PASSAGE TO READ:
──────
Natural experiments

POL51

Juan F. Tellez

University of California, Davis

September 30, 2024

Plan for today

The causal revolution

Natural experiments

Regression discontinuities

Garbage can models

for a long time there was a tendency to estimate “garbage can” models
throw every variable under the sun into regression model, hope for the best
in some cases, no pre-meditated treatment variable
little recognition that of tradeoff between controlling for forks but avoiding pipes/colliders

An empty-garbage-can model

Some studies don’t even control for confounds
From the dog ownership improves health article in the homework:
“A possible limitation was that the analyses were not adjusted for confounders.”
Huge confounds abound! A person who is too sick to care for a dog won’t get one

Causal inference

More recently: a greater emphasis on worrying about causality
Recognition that confounds are lurking everywhere, and we should worry about them
Recognition that pipes and colliders means we shouldn’t just throw every variable into a model

Improvements but obvious limits

IF we can correctly specify our model (i.e., control for all backdoors, leave front-doors open) we will identify the effect of X on Y

Easier said than done! Often there is some confound (like W) that we know exists but can’t measure, or worse, don’t know exists at all

The causal revolution

Hard to correctly specify the DAG and measure all the variables; what can we do?
──────
WORK ORDER 1: In the lecture slides on natural experiments, what limitation does the dog ownership article admit about its analyses?
WORK ORDER 2: From the lecture slides on natural experiments, output the passage starting at "Easier said than" and ending at "what can we do?".
──────
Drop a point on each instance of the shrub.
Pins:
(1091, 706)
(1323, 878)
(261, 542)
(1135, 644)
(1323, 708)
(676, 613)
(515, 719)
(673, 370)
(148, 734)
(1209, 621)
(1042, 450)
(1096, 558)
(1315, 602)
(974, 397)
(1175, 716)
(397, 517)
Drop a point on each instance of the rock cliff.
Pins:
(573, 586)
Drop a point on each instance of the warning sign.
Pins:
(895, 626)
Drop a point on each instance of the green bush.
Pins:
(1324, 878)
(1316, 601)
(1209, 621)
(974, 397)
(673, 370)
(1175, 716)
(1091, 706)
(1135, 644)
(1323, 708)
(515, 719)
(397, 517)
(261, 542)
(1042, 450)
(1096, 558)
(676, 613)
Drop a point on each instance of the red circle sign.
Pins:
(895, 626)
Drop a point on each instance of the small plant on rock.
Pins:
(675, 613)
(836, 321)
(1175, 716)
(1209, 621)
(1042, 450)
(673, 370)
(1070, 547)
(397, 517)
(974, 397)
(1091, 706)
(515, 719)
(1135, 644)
──────
EXERCISE RESPONSE 1: The analyses were not adjusted for confounders.

EXERCISE RESPONSE 2:
Easier said than done! Often there is some confound (like W) that we know exists but can’t measure, or worse, don’t know exists at all

The causal revolution

Hard to correctly specify the DAG and measure all the variables; what can we do?